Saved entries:
- - -
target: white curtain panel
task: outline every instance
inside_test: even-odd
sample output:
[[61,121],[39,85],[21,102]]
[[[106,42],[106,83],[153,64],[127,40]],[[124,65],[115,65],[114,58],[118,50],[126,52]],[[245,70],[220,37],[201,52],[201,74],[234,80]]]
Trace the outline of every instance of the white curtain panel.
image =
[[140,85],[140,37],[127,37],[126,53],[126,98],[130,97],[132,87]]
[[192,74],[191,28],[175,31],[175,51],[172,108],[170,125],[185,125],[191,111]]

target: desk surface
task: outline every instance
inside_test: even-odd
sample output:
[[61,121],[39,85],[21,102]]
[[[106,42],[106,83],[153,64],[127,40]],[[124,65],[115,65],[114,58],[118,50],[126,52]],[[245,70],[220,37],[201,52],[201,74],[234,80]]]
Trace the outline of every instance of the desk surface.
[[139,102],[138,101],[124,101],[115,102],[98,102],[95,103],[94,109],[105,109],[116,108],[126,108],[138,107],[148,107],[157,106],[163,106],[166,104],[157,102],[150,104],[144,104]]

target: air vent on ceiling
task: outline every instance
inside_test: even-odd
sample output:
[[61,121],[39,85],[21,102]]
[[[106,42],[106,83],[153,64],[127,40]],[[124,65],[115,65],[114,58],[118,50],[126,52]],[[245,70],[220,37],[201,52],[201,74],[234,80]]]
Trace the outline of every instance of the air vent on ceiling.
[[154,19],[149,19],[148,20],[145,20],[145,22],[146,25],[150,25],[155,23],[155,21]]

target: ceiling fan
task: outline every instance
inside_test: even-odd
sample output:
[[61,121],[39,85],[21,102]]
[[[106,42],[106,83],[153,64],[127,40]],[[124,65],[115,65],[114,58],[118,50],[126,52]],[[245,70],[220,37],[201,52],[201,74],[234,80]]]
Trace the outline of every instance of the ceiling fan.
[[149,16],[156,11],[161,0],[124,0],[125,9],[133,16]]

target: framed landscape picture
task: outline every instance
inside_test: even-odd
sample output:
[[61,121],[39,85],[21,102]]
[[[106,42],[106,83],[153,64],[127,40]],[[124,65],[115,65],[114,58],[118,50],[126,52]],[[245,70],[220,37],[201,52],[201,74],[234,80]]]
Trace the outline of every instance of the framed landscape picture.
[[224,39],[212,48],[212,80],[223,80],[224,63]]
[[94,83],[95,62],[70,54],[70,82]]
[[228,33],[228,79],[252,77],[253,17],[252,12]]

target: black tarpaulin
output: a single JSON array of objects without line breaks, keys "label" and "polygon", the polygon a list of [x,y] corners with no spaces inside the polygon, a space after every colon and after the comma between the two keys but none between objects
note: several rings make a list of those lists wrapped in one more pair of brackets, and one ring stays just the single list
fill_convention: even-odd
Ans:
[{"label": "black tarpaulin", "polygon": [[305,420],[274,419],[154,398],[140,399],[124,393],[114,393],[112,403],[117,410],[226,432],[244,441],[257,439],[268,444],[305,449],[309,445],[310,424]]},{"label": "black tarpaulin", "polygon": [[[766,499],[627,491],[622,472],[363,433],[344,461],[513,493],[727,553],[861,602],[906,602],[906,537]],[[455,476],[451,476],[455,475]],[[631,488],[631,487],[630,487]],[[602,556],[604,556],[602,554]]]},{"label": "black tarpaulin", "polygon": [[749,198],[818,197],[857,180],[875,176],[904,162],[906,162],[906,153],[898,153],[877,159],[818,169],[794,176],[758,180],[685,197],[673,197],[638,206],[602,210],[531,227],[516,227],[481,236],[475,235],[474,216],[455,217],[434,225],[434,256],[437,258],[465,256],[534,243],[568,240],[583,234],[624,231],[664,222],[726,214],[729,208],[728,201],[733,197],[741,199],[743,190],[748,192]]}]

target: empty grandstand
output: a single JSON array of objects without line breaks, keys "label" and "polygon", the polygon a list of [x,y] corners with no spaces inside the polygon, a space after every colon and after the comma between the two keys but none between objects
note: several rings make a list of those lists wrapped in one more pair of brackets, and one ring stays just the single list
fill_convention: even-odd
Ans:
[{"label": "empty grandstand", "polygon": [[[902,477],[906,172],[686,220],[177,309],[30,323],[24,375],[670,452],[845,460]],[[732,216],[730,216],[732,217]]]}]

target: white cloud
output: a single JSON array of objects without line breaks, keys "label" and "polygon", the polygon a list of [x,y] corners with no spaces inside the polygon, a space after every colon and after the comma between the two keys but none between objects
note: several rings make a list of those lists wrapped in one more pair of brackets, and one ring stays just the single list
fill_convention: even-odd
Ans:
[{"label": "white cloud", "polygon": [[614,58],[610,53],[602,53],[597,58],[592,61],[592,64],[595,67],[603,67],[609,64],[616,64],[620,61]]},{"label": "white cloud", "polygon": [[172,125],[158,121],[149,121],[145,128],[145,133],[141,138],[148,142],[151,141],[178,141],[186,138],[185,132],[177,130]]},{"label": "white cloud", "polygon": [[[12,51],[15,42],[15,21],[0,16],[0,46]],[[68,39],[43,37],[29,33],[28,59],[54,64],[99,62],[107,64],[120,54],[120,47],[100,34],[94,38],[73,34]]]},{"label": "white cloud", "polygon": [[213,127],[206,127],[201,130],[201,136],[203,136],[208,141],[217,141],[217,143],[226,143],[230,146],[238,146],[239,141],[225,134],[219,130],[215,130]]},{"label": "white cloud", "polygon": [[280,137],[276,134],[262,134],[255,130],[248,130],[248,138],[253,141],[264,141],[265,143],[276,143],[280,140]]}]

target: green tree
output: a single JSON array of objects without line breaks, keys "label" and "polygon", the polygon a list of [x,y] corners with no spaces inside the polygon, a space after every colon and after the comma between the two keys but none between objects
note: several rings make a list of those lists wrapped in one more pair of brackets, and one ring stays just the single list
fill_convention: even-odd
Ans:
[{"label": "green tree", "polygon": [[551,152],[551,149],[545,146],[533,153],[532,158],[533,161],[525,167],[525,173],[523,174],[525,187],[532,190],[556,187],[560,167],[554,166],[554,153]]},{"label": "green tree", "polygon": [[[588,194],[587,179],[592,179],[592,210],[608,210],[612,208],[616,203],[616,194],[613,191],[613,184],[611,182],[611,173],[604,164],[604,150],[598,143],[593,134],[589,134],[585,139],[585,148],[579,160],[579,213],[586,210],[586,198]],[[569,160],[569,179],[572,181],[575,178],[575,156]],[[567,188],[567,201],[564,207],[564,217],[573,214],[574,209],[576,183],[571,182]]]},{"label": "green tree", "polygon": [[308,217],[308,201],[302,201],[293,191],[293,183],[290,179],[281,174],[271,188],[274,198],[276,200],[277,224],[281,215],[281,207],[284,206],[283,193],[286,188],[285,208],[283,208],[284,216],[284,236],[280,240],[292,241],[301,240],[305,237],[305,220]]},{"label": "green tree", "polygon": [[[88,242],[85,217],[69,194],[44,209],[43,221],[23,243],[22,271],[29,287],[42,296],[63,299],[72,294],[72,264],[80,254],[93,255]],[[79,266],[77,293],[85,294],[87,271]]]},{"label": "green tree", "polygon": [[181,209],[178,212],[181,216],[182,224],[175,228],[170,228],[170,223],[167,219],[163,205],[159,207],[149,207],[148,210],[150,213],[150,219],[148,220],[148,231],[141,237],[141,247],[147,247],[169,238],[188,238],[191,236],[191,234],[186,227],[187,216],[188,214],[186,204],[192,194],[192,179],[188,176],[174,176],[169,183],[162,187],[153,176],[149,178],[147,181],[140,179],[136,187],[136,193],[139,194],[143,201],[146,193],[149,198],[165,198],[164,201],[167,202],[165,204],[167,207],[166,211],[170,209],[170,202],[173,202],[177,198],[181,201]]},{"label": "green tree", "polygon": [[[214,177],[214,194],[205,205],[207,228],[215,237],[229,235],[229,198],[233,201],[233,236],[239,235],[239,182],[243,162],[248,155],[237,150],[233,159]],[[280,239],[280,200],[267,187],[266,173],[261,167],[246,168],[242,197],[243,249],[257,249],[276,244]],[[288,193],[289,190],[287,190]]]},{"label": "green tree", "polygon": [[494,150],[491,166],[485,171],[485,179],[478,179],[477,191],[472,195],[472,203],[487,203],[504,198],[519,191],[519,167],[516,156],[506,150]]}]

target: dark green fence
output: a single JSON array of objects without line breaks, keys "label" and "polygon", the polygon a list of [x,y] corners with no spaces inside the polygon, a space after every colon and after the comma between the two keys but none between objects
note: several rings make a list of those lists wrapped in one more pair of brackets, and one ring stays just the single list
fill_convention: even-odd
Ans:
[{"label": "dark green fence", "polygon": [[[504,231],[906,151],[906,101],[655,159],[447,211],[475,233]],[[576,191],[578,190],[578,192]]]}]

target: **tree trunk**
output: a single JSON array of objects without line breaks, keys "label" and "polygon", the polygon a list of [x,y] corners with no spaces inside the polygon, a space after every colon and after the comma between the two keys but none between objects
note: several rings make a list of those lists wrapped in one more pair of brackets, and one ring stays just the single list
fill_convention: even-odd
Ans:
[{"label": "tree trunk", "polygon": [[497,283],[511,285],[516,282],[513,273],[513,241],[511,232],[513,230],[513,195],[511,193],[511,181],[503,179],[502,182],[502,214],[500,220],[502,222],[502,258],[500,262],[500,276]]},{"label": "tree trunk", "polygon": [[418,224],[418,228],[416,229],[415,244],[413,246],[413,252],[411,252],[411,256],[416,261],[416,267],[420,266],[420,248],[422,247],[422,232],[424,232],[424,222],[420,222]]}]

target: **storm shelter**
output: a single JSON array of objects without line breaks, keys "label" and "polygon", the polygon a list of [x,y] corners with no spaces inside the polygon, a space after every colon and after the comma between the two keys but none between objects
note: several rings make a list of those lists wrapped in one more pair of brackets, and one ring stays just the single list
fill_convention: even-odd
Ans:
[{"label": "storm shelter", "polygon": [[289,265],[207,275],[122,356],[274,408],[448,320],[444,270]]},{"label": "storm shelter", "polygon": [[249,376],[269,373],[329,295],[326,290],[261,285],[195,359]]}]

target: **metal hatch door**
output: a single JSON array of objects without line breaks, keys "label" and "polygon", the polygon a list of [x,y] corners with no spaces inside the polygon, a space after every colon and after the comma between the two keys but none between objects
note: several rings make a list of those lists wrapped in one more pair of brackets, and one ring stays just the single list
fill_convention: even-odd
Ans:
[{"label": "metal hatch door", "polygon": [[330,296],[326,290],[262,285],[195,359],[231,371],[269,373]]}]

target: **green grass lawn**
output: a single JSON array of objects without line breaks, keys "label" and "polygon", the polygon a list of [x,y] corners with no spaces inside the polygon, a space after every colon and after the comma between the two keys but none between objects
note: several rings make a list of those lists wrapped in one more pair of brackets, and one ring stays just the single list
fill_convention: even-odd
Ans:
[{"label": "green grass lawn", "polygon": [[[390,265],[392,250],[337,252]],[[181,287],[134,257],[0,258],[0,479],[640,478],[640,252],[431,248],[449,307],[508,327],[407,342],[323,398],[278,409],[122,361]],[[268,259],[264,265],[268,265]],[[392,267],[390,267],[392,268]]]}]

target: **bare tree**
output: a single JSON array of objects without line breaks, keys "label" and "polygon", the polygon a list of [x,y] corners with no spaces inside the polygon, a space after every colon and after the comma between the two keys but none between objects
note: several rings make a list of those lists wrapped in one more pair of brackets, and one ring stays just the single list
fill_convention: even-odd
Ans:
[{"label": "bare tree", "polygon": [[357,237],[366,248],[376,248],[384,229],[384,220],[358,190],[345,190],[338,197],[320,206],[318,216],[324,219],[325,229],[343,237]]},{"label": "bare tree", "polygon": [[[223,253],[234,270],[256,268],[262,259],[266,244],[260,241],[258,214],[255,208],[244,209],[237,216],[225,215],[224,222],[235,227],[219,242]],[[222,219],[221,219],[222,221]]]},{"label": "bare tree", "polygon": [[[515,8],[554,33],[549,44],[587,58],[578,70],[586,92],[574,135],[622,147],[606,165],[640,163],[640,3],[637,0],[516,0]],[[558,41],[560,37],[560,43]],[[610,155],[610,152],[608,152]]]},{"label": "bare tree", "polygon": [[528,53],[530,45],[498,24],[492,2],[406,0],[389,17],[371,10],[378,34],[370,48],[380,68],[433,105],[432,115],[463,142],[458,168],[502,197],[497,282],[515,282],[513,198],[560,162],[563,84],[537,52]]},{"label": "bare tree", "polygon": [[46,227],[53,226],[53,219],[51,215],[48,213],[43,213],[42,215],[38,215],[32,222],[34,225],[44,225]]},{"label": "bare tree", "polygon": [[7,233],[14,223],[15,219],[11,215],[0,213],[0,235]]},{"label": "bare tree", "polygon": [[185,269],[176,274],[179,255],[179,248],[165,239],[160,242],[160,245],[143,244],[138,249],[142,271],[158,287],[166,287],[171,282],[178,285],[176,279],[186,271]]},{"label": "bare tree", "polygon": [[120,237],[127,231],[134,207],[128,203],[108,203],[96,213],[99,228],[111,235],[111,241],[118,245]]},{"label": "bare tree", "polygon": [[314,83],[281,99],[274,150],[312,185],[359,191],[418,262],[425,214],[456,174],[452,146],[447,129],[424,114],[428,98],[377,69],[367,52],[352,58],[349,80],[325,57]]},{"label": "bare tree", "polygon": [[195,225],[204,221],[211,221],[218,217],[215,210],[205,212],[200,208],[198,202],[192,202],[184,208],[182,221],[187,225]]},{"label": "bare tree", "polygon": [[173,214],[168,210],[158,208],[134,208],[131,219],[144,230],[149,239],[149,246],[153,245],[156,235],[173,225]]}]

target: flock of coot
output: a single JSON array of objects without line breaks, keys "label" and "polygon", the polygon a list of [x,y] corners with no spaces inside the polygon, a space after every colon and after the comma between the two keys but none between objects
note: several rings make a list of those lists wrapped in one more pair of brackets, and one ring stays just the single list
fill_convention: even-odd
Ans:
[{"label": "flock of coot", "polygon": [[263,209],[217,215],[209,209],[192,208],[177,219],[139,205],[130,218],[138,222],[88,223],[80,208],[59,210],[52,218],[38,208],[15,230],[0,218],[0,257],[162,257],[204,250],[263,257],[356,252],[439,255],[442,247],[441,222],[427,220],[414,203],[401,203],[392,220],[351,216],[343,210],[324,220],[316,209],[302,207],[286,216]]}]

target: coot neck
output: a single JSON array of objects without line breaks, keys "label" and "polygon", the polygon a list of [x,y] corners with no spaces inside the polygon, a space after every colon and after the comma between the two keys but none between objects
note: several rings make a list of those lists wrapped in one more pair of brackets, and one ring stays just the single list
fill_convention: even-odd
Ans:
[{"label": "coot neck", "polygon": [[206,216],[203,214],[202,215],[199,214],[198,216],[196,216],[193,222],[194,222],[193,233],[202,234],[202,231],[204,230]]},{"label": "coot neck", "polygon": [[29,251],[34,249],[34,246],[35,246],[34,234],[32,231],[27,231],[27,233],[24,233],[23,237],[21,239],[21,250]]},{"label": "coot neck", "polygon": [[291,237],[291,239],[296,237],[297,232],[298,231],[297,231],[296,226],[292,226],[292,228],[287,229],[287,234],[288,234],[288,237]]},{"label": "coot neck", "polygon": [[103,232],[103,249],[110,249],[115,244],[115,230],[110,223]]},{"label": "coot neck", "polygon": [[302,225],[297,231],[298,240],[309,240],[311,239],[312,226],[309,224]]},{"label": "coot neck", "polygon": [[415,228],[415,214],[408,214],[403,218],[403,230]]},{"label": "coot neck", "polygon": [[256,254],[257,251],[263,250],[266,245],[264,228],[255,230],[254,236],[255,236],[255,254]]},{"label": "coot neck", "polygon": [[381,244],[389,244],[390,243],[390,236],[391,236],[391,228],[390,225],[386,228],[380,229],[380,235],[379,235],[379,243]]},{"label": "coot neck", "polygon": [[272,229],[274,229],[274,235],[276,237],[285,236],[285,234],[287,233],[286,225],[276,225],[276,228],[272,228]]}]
- - -
Reproduce without any change the part that opens with the line containing "target: ceiling fan" and closes with the line containing "[[149,16],[156,11],[161,0],[124,0],[125,9],[133,16]]", including both of those lines.

• Answer to the problem:
target: ceiling fan
task: outline every instance
inside_test: even-odd
sample output:
[[61,121],[39,85],[21,102]]
[[[106,42],[106,83],[153,64],[127,40]],[[124,65],[115,65],[114,58],[118,50],[126,52]],[[245,70],[220,37],[201,52],[201,74],[234,80]]]
Trace the outline of every instance of the ceiling fan.
[[149,16],[156,11],[161,0],[124,0],[125,9],[133,16]]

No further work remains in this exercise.